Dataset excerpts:
☆ ☆ ☆ ☆
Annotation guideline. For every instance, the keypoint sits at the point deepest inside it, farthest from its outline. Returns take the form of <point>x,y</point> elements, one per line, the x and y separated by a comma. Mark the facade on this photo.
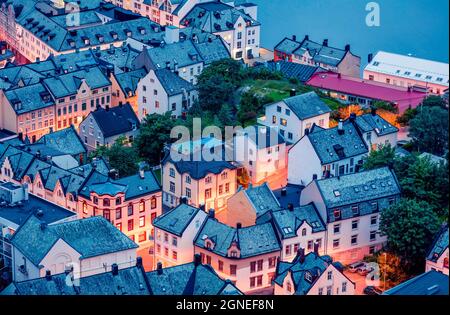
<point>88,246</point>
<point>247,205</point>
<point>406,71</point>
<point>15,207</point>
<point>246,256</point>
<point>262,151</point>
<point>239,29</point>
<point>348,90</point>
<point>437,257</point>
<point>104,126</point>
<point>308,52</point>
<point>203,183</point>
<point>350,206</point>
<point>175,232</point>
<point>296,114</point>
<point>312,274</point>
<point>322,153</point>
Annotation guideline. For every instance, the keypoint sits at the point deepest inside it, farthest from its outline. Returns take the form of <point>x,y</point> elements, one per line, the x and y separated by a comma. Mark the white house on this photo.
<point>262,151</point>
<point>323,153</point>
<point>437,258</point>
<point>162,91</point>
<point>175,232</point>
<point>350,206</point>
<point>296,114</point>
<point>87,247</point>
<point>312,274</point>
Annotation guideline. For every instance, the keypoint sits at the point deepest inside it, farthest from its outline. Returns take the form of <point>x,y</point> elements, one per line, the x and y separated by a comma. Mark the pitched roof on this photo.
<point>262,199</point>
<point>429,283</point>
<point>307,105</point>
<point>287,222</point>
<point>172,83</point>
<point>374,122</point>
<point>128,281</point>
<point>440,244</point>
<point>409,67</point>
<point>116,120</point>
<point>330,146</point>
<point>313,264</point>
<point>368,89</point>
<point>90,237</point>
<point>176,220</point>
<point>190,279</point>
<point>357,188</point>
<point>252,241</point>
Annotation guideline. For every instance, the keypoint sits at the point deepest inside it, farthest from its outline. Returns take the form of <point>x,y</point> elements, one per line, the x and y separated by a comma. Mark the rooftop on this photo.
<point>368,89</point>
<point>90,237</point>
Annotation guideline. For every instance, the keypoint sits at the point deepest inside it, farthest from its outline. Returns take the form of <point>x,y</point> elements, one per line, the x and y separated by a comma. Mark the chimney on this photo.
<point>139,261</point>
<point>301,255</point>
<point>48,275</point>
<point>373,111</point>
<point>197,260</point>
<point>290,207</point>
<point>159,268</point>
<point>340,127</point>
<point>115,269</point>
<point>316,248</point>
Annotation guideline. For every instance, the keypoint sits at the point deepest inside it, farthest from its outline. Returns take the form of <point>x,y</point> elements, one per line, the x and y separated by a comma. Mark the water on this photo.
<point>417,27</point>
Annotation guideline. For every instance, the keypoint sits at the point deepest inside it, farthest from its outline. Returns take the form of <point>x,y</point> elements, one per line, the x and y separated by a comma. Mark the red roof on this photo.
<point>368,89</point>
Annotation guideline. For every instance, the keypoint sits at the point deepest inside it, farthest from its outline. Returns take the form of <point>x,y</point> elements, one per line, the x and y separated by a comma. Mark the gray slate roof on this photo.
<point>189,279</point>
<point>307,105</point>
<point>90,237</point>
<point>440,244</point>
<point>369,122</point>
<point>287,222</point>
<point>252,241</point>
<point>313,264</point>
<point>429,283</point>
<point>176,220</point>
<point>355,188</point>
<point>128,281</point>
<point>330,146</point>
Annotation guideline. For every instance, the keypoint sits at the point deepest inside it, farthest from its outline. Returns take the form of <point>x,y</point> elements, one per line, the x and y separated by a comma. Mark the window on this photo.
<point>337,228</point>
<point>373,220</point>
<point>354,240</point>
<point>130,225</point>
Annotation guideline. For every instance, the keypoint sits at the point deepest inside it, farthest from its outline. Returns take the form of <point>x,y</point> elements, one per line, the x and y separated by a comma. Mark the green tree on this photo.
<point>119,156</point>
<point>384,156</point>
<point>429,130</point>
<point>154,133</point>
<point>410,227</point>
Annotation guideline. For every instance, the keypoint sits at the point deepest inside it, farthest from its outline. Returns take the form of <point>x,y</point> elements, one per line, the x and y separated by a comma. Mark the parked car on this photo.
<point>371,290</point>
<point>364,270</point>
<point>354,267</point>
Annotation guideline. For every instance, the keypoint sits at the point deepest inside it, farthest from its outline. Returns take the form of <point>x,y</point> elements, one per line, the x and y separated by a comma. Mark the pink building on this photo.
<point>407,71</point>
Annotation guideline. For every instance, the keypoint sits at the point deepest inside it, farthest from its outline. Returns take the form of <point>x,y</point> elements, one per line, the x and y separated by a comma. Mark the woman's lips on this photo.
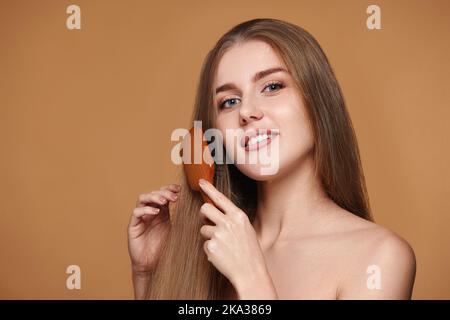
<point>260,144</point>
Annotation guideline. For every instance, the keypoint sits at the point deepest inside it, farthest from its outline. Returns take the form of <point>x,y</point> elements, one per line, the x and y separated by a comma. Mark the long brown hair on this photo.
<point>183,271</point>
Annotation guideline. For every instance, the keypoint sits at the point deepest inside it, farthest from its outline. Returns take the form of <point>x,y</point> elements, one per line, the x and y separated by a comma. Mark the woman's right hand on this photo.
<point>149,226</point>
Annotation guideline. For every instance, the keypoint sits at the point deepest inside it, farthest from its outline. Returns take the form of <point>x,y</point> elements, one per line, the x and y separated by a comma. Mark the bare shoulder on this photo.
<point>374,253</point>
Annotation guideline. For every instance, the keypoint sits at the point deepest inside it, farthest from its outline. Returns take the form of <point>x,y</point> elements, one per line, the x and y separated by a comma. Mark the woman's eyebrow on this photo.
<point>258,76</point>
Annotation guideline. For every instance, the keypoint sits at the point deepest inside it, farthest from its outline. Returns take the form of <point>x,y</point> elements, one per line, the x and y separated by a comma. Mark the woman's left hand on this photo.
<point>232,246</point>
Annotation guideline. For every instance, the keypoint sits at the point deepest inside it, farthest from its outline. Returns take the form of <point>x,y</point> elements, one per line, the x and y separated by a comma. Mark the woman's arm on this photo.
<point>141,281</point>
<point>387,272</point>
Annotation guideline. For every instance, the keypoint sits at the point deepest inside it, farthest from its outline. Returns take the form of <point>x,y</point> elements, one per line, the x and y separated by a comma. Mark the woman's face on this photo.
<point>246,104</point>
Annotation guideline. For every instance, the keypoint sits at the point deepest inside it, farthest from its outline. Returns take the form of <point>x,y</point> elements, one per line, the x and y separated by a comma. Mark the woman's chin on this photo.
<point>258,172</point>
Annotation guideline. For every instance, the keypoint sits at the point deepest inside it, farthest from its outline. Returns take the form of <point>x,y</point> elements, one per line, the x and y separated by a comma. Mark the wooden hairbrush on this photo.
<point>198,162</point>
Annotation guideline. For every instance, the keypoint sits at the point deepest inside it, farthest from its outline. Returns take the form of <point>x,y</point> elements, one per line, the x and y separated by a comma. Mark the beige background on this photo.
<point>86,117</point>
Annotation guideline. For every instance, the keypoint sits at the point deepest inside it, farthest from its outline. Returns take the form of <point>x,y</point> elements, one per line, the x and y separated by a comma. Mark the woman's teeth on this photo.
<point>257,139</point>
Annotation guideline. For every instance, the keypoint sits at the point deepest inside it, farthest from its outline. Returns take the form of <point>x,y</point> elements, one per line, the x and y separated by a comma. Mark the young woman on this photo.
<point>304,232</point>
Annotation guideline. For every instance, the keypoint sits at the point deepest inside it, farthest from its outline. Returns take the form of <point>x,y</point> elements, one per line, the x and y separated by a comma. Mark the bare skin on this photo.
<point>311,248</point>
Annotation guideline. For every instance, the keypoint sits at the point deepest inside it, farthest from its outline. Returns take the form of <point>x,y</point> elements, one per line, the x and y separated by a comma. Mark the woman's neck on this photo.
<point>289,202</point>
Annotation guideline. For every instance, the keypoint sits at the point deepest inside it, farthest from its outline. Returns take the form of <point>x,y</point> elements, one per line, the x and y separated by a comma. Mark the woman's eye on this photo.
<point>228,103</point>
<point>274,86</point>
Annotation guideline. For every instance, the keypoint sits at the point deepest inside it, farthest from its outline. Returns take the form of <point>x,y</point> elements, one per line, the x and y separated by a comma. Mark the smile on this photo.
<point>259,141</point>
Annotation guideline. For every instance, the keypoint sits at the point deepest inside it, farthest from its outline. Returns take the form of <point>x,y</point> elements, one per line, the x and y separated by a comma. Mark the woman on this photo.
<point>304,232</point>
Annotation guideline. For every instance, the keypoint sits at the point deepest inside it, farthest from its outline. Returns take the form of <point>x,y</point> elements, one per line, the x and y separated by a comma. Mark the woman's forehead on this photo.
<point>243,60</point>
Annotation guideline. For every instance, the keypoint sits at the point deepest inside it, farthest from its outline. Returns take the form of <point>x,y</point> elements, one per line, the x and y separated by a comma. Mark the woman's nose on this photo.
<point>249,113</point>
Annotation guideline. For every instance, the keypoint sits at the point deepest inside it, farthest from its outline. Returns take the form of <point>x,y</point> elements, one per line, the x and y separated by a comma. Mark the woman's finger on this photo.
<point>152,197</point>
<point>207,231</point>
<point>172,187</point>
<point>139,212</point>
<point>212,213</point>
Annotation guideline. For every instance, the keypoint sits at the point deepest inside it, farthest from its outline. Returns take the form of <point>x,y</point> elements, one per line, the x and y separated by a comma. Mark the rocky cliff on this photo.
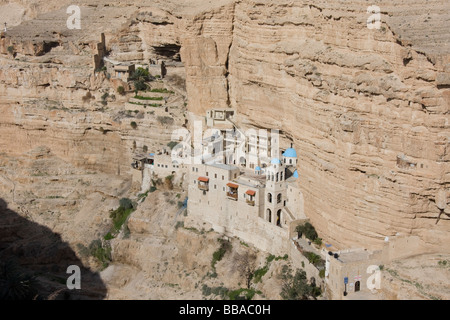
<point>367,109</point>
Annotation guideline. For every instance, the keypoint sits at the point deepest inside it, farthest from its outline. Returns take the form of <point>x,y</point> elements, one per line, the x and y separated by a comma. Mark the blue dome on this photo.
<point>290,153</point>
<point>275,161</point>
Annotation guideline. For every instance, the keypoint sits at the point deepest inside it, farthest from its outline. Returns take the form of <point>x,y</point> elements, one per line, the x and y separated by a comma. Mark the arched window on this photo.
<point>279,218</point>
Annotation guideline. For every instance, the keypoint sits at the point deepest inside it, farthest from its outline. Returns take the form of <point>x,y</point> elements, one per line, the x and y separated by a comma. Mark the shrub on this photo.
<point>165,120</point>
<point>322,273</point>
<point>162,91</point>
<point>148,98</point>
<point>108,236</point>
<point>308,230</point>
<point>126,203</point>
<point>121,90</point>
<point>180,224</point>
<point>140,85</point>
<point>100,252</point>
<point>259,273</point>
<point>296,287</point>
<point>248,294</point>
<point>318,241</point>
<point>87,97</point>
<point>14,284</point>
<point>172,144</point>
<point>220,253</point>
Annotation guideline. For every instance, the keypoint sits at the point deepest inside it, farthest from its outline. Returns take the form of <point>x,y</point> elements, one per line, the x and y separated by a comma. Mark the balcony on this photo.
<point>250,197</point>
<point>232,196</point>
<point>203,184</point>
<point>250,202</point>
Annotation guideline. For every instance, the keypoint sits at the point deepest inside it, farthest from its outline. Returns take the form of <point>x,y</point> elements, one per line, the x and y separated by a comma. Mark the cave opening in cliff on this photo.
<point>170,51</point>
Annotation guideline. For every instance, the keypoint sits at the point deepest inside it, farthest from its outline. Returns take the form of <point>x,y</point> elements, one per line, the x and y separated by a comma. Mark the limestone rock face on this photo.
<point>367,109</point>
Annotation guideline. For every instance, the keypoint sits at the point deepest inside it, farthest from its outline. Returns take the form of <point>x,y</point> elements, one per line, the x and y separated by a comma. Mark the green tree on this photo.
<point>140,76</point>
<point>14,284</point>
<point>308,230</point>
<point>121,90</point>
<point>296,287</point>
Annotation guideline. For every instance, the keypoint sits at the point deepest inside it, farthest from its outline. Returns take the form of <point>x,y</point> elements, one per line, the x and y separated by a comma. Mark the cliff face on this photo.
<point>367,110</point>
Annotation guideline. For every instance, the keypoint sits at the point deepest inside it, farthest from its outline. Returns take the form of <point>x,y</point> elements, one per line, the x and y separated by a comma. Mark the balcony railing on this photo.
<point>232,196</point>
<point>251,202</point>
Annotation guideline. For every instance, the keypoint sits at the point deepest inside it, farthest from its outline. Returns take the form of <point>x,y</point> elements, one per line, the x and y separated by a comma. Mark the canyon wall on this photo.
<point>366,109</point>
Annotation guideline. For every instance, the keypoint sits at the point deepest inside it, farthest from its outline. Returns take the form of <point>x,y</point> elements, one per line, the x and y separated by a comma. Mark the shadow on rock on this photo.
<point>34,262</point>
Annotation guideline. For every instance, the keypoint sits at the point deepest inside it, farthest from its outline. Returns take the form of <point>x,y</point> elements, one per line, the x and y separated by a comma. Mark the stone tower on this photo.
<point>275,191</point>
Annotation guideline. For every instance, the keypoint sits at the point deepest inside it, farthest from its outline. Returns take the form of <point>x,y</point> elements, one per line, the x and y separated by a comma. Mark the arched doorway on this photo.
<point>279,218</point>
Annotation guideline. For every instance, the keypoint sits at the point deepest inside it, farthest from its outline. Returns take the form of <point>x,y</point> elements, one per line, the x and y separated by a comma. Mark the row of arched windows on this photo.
☆ ☆ ☆ ☆
> **What the task requires**
Copy exactly the lines from the one containing "tower on this photo." through the last line of the records, both included, and nothing else.

> **Solution**
Annotation guideline. For every instance, the keypoint sits at the point deepest inside it, farthest from its outline. Returns take the form of <point>x,y</point> elements, one per line, the x and y separated by a comma. Mark the stone tower on this photo.
<point>275,191</point>
Annotation guideline. For every instance, the keypoint sits at the point deepest inside it, farthest from its outline. Returns take the form of <point>x,y</point> elements, one per line, the x and y separated by a comma. Mark the arched doorway on this photo.
<point>279,218</point>
Annotation guideline. For every instance, the keypoint sits at the point deepest inside it, farthest from its outline. Returns take the form of <point>x,y</point> elements, one per line, the x and y separated by a comma. Mark the row of arched windows on this photo.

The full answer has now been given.